TEXT
# Reserve low 64K of RAM on AMI/Phoenix BIOSen

## Shining Arcanine

I was at my local Linux User's Group meeting this week and there was a presentation on how to compile your own kernel. I ended up giving half the presentation from my seat because no one knew what many kernel options did and they did not actually need to compile them. People also did not know how to properly tune the kernel. My only regret is that I forgot to tell people to disable the routing stuff because I doubt anyone there planned on having their laptop double for a L3 router.

Anyway, the guy giving the presentation had "Reserve low 64K of RAM on AMI/Phoenix BIOSen" off, so I mentioned it. He said that he has never had a problem with it off and suggested I try having it off, so I did and suspend/resume appear to work without an issue. I am not sure if this is because the kernel happened to not be using the low 64KB of RAM when I tried it or if it is because the BIOS bug was fixed a really long time ago and this option is there for legacy purposes.

Does anyone know whether or not this bug was fixed by Phoenix (in my case) before 2006?

----------

## Hu

 *Shining Arcanine wrote:*   

> Anyway, the guy giving the presentation had "Reserve low 64K of RAM on AMI/Phoenix BIOSen" off, so I mentioned it. He said that he has never had a problem with it off and suggested I try having it off, so I did and suspend/resume appear to work without an issue. I am not sure if this is because the kernel happened to not be using the low 64KB of RAM when I tried it or if it is because the BIOS bug was fixed a really long time ago and this option is there for legacy purposes.
> 
> Does anyone know whether or not this bug was fixed by Phoenix (in my case) before 2006?

 Git history shows that the configuration option appeared in x86: add X86_RESERVE_LOW_64K dated Tue Sep 16 10:07:34 2008 +0200.  It appears the reservation code itself was added in x86: add DMI quirk for AMI BIOS which corrupts address 0xc000 during resume dated Tue Sep 16 09:29:09 2008 +0200.  A quick scan of the bugs referenced in those commits leads to comment #109 from Ingo Molnar, which says in part: *Igno Molnar wrote:*   

> Both AMI and Phoenix BIOSes are affected, both old and new BIOSes. There's no good date cutoff and no good BIOS type and system type cutoff either.

 

----------

## gerard27

I now own an Asus MoBo with AMI Bios.

One thing:My next MoBo will have to have another bios.

AMI sucks.

Gerard.

DATASET EXCERPTS
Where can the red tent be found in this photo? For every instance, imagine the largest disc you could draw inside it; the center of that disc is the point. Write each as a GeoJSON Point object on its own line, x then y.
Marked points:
* * *
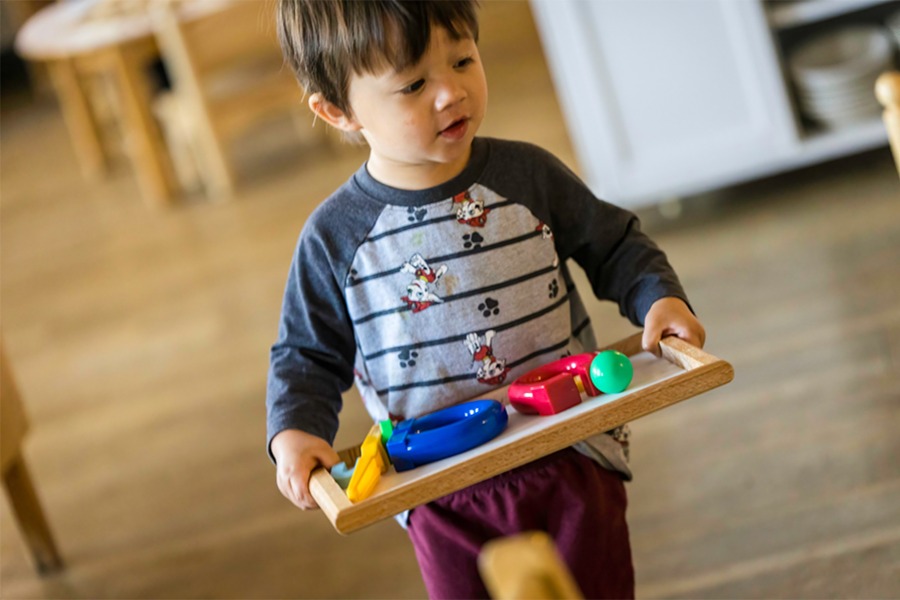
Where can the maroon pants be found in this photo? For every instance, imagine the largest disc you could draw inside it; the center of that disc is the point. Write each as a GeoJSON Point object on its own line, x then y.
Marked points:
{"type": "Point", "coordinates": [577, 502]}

WHAT THE TASK ASKS
Please answer these questions from the forum thread about the low 64K RAM option:
1. At what kind of event was the kernel compiling presentation given?
2. What is the title of the commit that added the configuration option?
3. What BIOS is on gerard27's Asus motherboard?
The material stands on its own and is unrelated to the forum thread.

ANSWER TO THE EXERCISE
1. A local Linux User's Group meeting
2. x86: add X86_RESERVE_LOW_64K
3. AMI